** BEGIN Supplied records **
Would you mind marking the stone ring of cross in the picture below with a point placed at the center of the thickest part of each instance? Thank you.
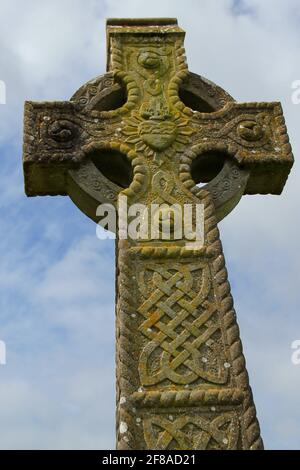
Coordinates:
(151, 130)
(213, 165)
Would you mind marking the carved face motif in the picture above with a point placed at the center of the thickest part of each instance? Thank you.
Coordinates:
(158, 135)
(157, 138)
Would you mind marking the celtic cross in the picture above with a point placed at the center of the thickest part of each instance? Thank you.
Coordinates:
(150, 130)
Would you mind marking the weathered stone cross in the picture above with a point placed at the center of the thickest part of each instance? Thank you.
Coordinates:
(152, 131)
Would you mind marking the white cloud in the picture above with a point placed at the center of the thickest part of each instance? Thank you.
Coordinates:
(57, 301)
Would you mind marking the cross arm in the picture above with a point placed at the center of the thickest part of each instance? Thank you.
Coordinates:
(57, 136)
(255, 135)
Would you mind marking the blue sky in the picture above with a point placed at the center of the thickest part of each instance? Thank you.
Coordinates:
(57, 278)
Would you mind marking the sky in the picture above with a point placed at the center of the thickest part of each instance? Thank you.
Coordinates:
(57, 278)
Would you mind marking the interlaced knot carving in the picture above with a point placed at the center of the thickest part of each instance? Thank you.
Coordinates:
(178, 322)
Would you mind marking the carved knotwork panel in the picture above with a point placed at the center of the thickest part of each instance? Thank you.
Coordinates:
(183, 342)
(191, 430)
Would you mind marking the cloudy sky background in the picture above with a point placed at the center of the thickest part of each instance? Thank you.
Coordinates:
(57, 279)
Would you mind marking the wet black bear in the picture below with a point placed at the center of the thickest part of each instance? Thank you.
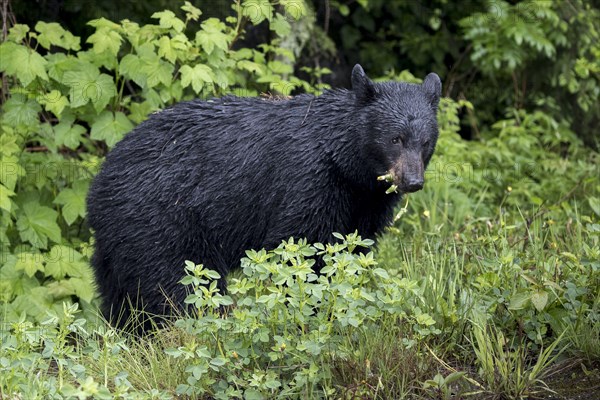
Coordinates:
(206, 180)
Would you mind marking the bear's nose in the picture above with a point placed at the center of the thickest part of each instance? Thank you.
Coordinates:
(414, 185)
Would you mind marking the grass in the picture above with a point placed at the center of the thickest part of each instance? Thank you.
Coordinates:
(470, 295)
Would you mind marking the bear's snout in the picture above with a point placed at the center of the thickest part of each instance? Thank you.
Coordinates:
(409, 173)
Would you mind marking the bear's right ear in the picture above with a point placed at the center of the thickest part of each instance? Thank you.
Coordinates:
(433, 87)
(362, 86)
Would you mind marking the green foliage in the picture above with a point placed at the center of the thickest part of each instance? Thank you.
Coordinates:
(291, 324)
(486, 278)
(67, 105)
(499, 55)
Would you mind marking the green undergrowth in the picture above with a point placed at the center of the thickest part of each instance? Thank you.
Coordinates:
(487, 285)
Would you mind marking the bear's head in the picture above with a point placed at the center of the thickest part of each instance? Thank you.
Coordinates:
(399, 126)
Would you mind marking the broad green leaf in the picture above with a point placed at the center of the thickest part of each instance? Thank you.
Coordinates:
(50, 34)
(212, 36)
(82, 288)
(5, 195)
(101, 92)
(104, 23)
(63, 261)
(105, 39)
(168, 19)
(539, 299)
(158, 72)
(11, 170)
(73, 200)
(17, 33)
(29, 262)
(191, 12)
(36, 302)
(297, 9)
(21, 112)
(36, 224)
(12, 281)
(68, 134)
(22, 62)
(110, 127)
(196, 76)
(54, 101)
(280, 26)
(131, 67)
(257, 10)
(166, 50)
(519, 300)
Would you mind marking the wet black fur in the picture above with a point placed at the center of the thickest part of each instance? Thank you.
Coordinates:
(206, 180)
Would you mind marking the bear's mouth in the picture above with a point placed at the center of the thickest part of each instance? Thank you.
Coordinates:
(406, 175)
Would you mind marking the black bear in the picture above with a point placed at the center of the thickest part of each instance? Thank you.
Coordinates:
(206, 180)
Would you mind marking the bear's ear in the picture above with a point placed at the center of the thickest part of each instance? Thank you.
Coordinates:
(362, 86)
(432, 85)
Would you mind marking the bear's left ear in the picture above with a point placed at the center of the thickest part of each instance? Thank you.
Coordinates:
(432, 85)
(362, 86)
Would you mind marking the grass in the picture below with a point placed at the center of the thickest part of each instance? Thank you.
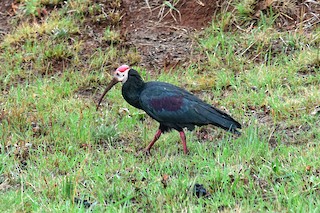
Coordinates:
(59, 154)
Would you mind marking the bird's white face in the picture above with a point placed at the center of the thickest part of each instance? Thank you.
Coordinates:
(121, 74)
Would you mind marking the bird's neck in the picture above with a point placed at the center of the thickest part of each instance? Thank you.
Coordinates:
(132, 88)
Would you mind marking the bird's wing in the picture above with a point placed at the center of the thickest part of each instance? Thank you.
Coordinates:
(168, 103)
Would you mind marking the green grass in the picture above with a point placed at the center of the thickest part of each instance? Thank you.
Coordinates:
(55, 148)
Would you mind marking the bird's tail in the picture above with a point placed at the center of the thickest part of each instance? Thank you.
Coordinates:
(221, 119)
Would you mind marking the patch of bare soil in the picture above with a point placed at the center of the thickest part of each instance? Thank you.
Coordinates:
(163, 35)
(6, 8)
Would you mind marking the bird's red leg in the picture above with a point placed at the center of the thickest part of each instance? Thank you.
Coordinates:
(156, 137)
(184, 142)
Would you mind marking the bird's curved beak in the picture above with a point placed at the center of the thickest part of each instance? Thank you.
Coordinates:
(113, 82)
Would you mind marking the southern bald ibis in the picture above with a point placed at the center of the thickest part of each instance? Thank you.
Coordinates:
(173, 107)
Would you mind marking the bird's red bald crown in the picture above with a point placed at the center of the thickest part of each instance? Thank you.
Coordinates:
(123, 68)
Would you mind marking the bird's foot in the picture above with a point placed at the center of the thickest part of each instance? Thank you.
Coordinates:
(147, 152)
(186, 151)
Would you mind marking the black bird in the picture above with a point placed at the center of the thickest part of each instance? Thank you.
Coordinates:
(173, 107)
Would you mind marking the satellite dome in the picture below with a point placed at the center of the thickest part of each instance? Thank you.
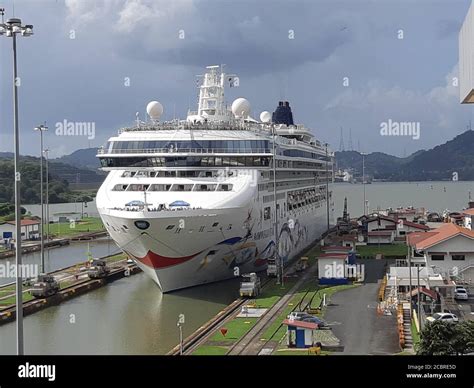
** END Supplied records **
* Given exercise *
Turn every line of the data above into a numbered list, skipping any blank lines. Leave the pictures out of your answer.

* Full output *
1. Would you mind marking the stone ring of cross in the picture below with a point placed at the center of the thickest part of each instance? Thank you.
2. Coordinates:
3. (151, 130)
4. (213, 165)
5. Would you mind marking the carved face motif in the picture above with a point placed at the center of the thickest part of each instance? Thank you.
6. Coordinates:
7. (158, 135)
8. (157, 138)
9. Would you mind marking the celtic cross in the picture above with a point placed at the center of the thickest part of each instance? Thank you.
10. Coordinates:
11. (150, 130)
12. Would you mind marking the weathered stone cross in the picture above with a point placed at the center of the thickest part of each instance? Thank you.
13. Coordinates:
14. (152, 131)
15. Would you mind marking the white cloud in the picture above with a point placed at the center of the thickest part of each instance? Thank you.
16. Coordinates:
17. (57, 301)
18. Would you mind marking the cross arm in the picture above with a point placed at the center of the thickest part of each instance? Thank you.
19. Coordinates:
20. (57, 136)
21. (255, 135)
22. Would you mind marking the blue sky in the picture above with a point placed at the center of the thickest part of each instance? Thank you.
23. Coordinates:
24. (57, 278)
25. Would you mind marking the sky in the picture above with a point placed at the center of the thickest part of each instance? Thank you.
26. Coordinates:
27. (57, 278)
28. Would you mind marking the interlaced knot carving in the picture above with a point placed at the center of the thickest part of each instance? Thank you.
29. Coordinates:
30. (178, 322)
31. Would you mind marking the carved knotwork panel in the picture above with a point placed at the center of the thickest part of each instance? Thank you.
32. Coordinates:
33. (183, 342)
34. (191, 430)
35. Would you mind marking the cloudy sky background in the picture above with a point placed at the center of the thickest part of each instance? Thank you.
36. Coordinates:
37. (57, 279)
38. Would you mind marking the wet black bear in the picture below with a point placed at the center of the thickest part of each instance? Thank you.
39. Coordinates:
40. (206, 180)
41. Would you mind marking the bear's nose in the picture above with a point placed at the center of the thickest part of each instance? Thank you.
42. Coordinates:
43. (414, 185)
44. Would you mind marking the grass in the picture above with a point placed at the center of the thickest part of each instance? Thank you.
45. Coordinates:
46. (470, 295)
47. Would you mind marking the bear's snout in the picture above with a point placed at the center of the thickest part of each instance? Thank you.
48. Coordinates:
49. (409, 173)
50. Would you mind marking the bear's right ear in the picture above with a point placed at the center of the thickest part of each instance? Thank you.
51. Coordinates:
52. (433, 87)
53. (362, 86)
54. Would you mind marking the green foliage in the picture above with a point placed at the center of the thickest part of each instance? Thank you.
55. Coordinates:
56. (291, 324)
57. (486, 278)
58. (67, 105)
59. (499, 55)
60. Would you mind marking the green undergrowth in the picture above with a point placed at the center of the thickest part of each instance? Thank you.
61. Coordinates:
62. (487, 285)
63. Would you mind marking the bear's head in the picture above with a point placed at the center of the thickest part of each instance? Thank you.
64. Coordinates:
65. (399, 126)
66. Would you mind marking the broad green leaf in the picture above with a point placed at the center of the thickest part of each instance? Thank you.
67. Coordinates:
68. (50, 34)
69. (212, 36)
70. (82, 288)
71. (5, 195)
72. (101, 92)
73. (104, 23)
74. (63, 261)
75. (105, 39)
76. (168, 19)
77. (539, 299)
78. (158, 72)
79. (11, 170)
80. (73, 200)
81. (17, 33)
82. (29, 262)
83. (191, 12)
84. (36, 302)
85. (297, 9)
86. (21, 112)
87. (36, 224)
88. (12, 281)
89. (68, 134)
90. (22, 62)
91. (110, 127)
92. (196, 76)
93. (54, 101)
94. (280, 26)
95. (131, 67)
96. (257, 10)
97. (166, 50)
98. (519, 300)
99. Would you mind marking the wet black fur in the picture above with a point placed at the center of the thickest part of each instance? Thank you.
100. Coordinates:
101. (206, 180)
102. Would you mind marking the bear's mouth in the picture above with a point placed at the center of the thickest part of each instance? Thank you.
103. Coordinates:
104. (406, 175)
105. Would you mind marking the black bear in the picture above with a point placed at the center of the thickest part of each instance? Thank you.
106. Coordinates:
107. (206, 180)
108. Would you mind marking the bear's ear in the picture above with a point placed at the center of the thickest part of each instance? Thank you.
109. Coordinates:
110. (362, 86)
111. (432, 85)
112. Would you mind marking the bear's left ear in the picture above with a point placed at the center of the thickest part of each instance? Thank you.
113. Coordinates:
114. (432, 85)
115. (362, 86)
116. Would you mind marking the grass in the picture below with a point placed at the center of the thickest part of each instance? Thank you.
117. Coordinates:
118. (59, 154)
119. Would you mind marking the bird's white face in the picture above with a point placed at the center of the thickest part of each instance? Thank you.
120. Coordinates:
121. (121, 74)
122. Would you mind marking the bird's neck in the picture above with a point placed at the center of the thickest part of each instance? Thank you.
123. Coordinates:
124. (132, 88)
125. Would you mind marking the bird's wing in the picture above with a point placed at the center of the thickest part of each instance? Thank you.
126. Coordinates:
127. (168, 103)
128. Would you mind marking the green grass in the picture above with a point placed at the center of the thickest part of each instance? Thank you.
129. Coordinates:
130. (55, 148)
131. Would you mind marking the bird's tail in the picture above with a point placed at the center of the thickest part of each instance? Thank you.
132. Coordinates:
133. (221, 119)
134. Would you mind marking the patch of bare soil in the picture above with a point placed at the center of the thickest part of each instance? Thank you.
135. Coordinates:
136. (163, 35)
137. (6, 8)
138. Would you mind marking the bird's red leg in the picture above with a point placed at the center of the thickest part of each instance? Thank you.
139. Coordinates:
140. (156, 137)
141. (184, 142)
142. Would you mind marking the bird's curved beak in the picture above with a point placed at the center of the thickest part of each instance? Thank you.
143. Coordinates:
144. (113, 82)
145. Would you mind marking the southern bald ibis in the picture above with a point placed at the center of the thickest part of each instance? Thank you.
146. Coordinates:
147. (173, 107)
148. Would you mind marking the bird's red bald crown in the picture above with a point placed at the center of the thickest part of each instance? Thank you.
149. Coordinates:
150. (123, 68)
151. Would you mind marking the bird's foot in the picture above with a point placed at the center of the thickest part of each instance? Thank you.
152. Coordinates:
153. (147, 152)
154. (186, 151)
155. Would you mind marking the black bird in the picture above with a point placed at the center of the thickest part of each instance? Thank you.
156. Coordinates:
157. (173, 107)
158. Would you mind marking the satellite dome in the picture below with a point placed at the center of the thickest part of each instance? Thank you.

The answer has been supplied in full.